START EXTRACT PROVIDED

WHAT’S BEING CLAIMED:
- Two pilots were on a training flight from Belgium when their unarmed fighter jet crashed in France.
- One pilot landed on a power line, where he was left dangling for hours before rescuers managed to cut him loose.
- The plane clipped a house and caused a fire in the field it crashed on — fortunately, there were no injuries on the ground.
A fighter jet crash prompted this Belgian F-16 pilot to eject, but he landed on a power line in western France, where he was left dangling for hours.
The BBC reported that the pilot and his fellow aviator were on a training flight from Florennes in the Belgian province of Namur to the French base of Lann-Bihoué near Lorient.
The Belgian Defense Ministry stated that the unarmed jet’s crew reported an “engine technical incident” moments before they ejected.
The jet crashed in the town of Pluvigner. Its wing clipped the roof of a house, creating a hole in it. It then crashed into a farm field, which caught on fire.
There were no injuries on the ground, but one of the pilots was left dangling by his parachute from a 250,000-volt power line.
Belgian air force chief Frederik Vansina told the BBC, “They had to cut the electric current, but I’ve been on the phone to him and he says he feels fine.”
It took about two hours before rescuers managed to cut him loose.

END EXTRACT PROVIDED
START EXTRACTED INFORMATION

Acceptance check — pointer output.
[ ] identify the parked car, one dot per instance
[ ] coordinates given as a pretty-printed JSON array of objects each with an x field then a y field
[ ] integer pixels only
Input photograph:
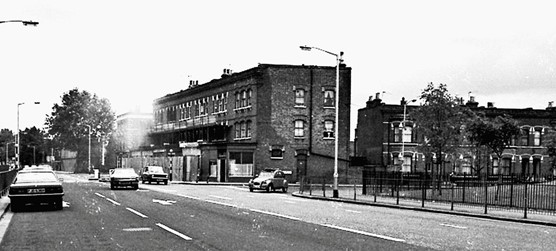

END EXTRACTED INFORMATION

• [ASSIGNED TASK 1]: Quote the fighter jet crash report word for word, starting at "The BBC reported" and ending at "two hours before rescuers managed to cut him loose.".
• [ASSIGNED TASK 2]: Extend the fighter jet crash report from where it stops.
The entries have nothing to do with this.

• [RESPONSE AREA 1]:
The BBC reported that the pilot and his fellow aviator were on a training flight from Florennes in the Belgian province of Namur to the French base of Lann-Bihoué near Lorient.
The Belgian Defense Ministry stated that the unarmed jet’s crew reported an “engine technical incident” moments before they ejected.
The jet crashed in the town of Pluvigner. Its wing clipped the roof of a house, creating a hole in it. It then crashed into a farm field, which caught on fire.
There were no injuries on the ground, but one of the pilots was left dangling by his parachute from a 250,000-volt power line.
Belgian air force chief Frederik Vansina told the BBC, “They had to cut the electric current, but I’ve been on the phone to him and he says he feels fine.”
It took about two hours before rescuers managed to cut him loose.

• [RESPONSE AREA 2]:
According to Vansina, both pilots were checked at a hospital and are expected to be released soon.
Local official Pierre Clavreuil told reporters in Pluvigner, “It was a sensitive and long operation.” The Morbihan fire brigade’s Cyrille Berrod added, “It needed a lot of sangfroid.”
The house’s resident, Ludovic Kauffer, was at work at the time of the morning crash. Though his parents were home, they miraculously avoided injury.
Kauffer told The Associated Press, “My mother is in shock, my father is too. The most important thing is that everyone is OK.”
Agence France-Presse reported that the crash prompted the evacuation of eight homes with a total of 15 residents.
According to authorities, the plane entered service in 1983 and was on a navigation training mission when it crashed.
The cause of the accident is currently being investigated. Belgian air safety investigators also headed to France to join the investigation.